**Dokument:**
"""

Immerhin 2,5 Prozent Zinsen bieten bei einer Veranlagung von 10.000 Euro in Österreich laut dem Portal Durchblicker.at die Santander Consumer Bank, die Renault Bank und die Bawag. Dieser Zinssatz ist allerdings nur ein paar Monate garantiert, danach fällt die Verzinsung auf einen variablen Wert, derzeit sind es 1,9 bzw. 1,8 Prozent und 0,01 Prozent (Bawag). Auch gilt das Angebot nur für Neukunden beziehungsweise im Juni neu eingezahlte Beträge. Die Bawag bietet als Zuckerl bei hohen Veranlagungsbeträgen über 150.000 Euro befristet bis zu drei Prozent Zinsen. Mit 2,35 Prozent kommt auch das Dadat-Konto für Neukunden über die Schwelle von zwei Prozent.

Neukunden oder neu eingezahlte Beträge

In Deutschland bietet hingegen ein halbes Dutzend Institute, darunter etwa die Volkswagen Bank, Barclays oder die ING, drei Prozent Zinsen oder sogar etwas mehr. Auch hier sind die hohen Zinsen nur für ein paar Monate garantiert, meistens gilt das Angebot für Neukunden oder neu eingezahlte Beträge.

"""

**Vorliegende Datensätze:**
"""

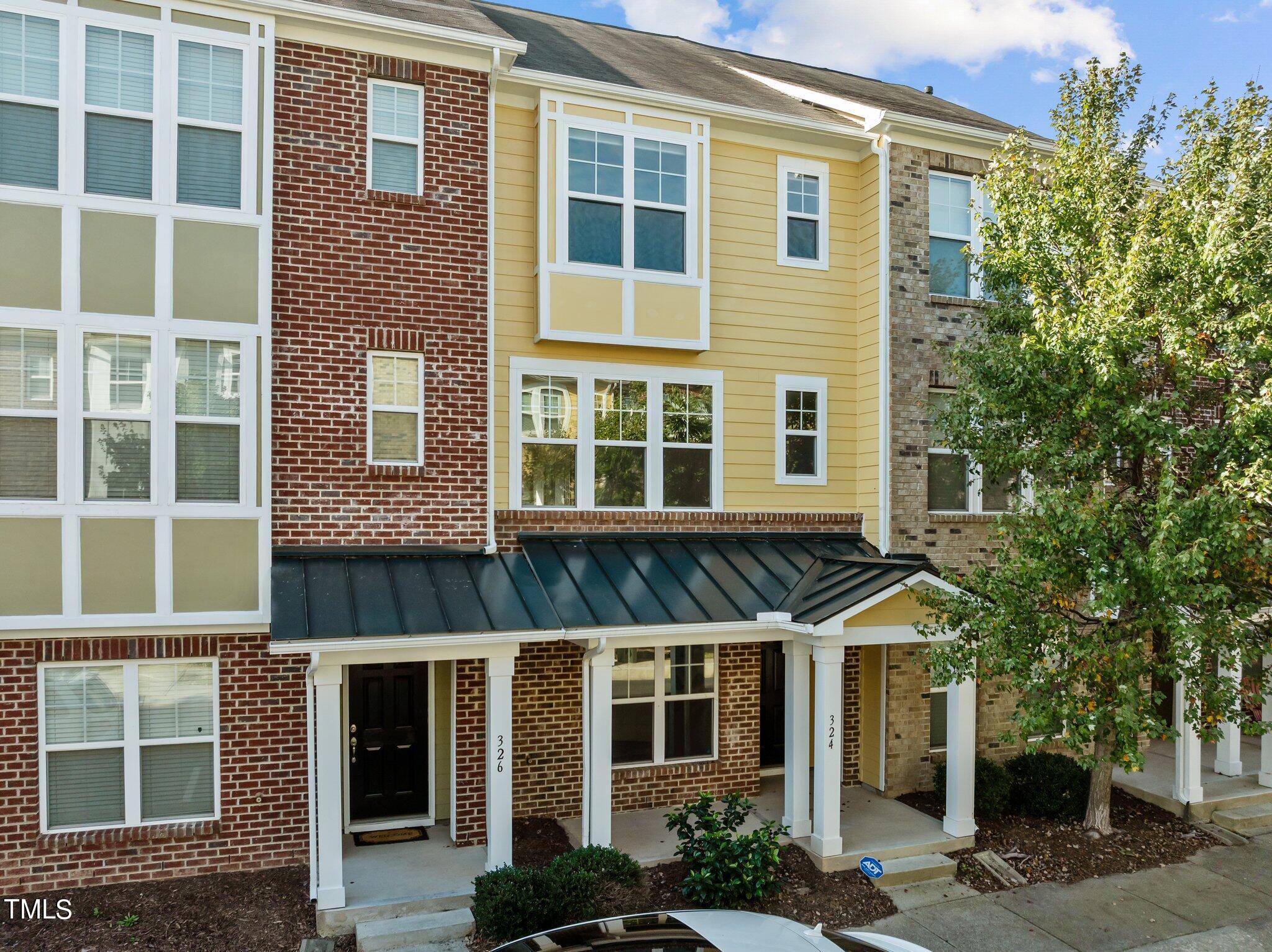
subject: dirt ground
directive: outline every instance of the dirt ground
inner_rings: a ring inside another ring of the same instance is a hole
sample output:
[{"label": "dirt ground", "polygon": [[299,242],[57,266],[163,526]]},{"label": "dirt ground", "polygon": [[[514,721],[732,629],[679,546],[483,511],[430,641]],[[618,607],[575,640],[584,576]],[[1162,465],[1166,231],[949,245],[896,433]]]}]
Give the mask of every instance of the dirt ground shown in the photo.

"""

**Aufgabenstellung:**
(1) Geben Sie aus dem Dokument zu den Sparzinsen den Abschnitt von „Immerhin 2,5 Prozent“ bis „von zwei Prozent.“ wortgetreu wieder.
(2) Beantworten Sie anhand des Dokuments zu den Sparzinsen folgende Fragen:
(a) Bis zu welchem Zinssatz bietet die Bawag bei Veranlagungsbeträgen über 150.000 Euro befristet?
(b) Mit welchem Zinssatz kommt das Dadat-Konto für Neukunden über die Schwelle von zwei Prozent?
(c) Welche drei Institute in Deutschland werden namentlich genannt?

**Erwartete Ausgaben:**
(1)
Immerhin 2,5 Prozent Zinsen bieten bei einer Veranlagung von 10.000 Euro in Österreich laut dem Portal Durchblicker.at die Santander Consumer Bank, die Renault Bank und die Bawag. Dieser Zinssatz ist allerdings nur ein paar Monate garantiert, danach fällt die Verzinsung auf einen variablen Wert, derzeit sind es 1,9 bzw. 1,8 Prozent und 0,01 Prozent (Bawag). Auch gilt das Angebot nur für Neukunden beziehungsweise im Juni neu eingezahlte Beträge. Die Bawag bietet als Zuckerl bei hohen Veranlagungsbeträgen über 150.000 Euro befristet bis zu drei Prozent Zinsen. Mit 2,35 Prozent kommt auch das Dadat-Konto für Neukunden über die Schwelle von zwei Prozent.

(2)
(a) Bis zu drei Prozent.
(b) Mit 2,35 Prozent.
(c) Die Volkswagen Bank, Barclays und die ING.